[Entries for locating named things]
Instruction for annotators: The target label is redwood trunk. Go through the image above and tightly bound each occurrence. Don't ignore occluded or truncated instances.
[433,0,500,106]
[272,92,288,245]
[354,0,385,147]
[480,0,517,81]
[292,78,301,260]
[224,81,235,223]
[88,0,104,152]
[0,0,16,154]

# Exercise
Reproduce all of the material above line for line, shifting every bounding-box coordinate in the answers up by 124 and leaving everything else unchanged.

# Response to the task
Instruction for annotators: The target label is redwood trunk. Go through the image above and tightly bound each occurrence. Don't ignore occluded or truncated instances.
[557,124,624,230]
[396,216,412,369]
[478,124,509,271]
[604,124,641,205]
[416,202,425,384]
[348,205,359,347]
[212,124,228,276]
[124,124,140,278]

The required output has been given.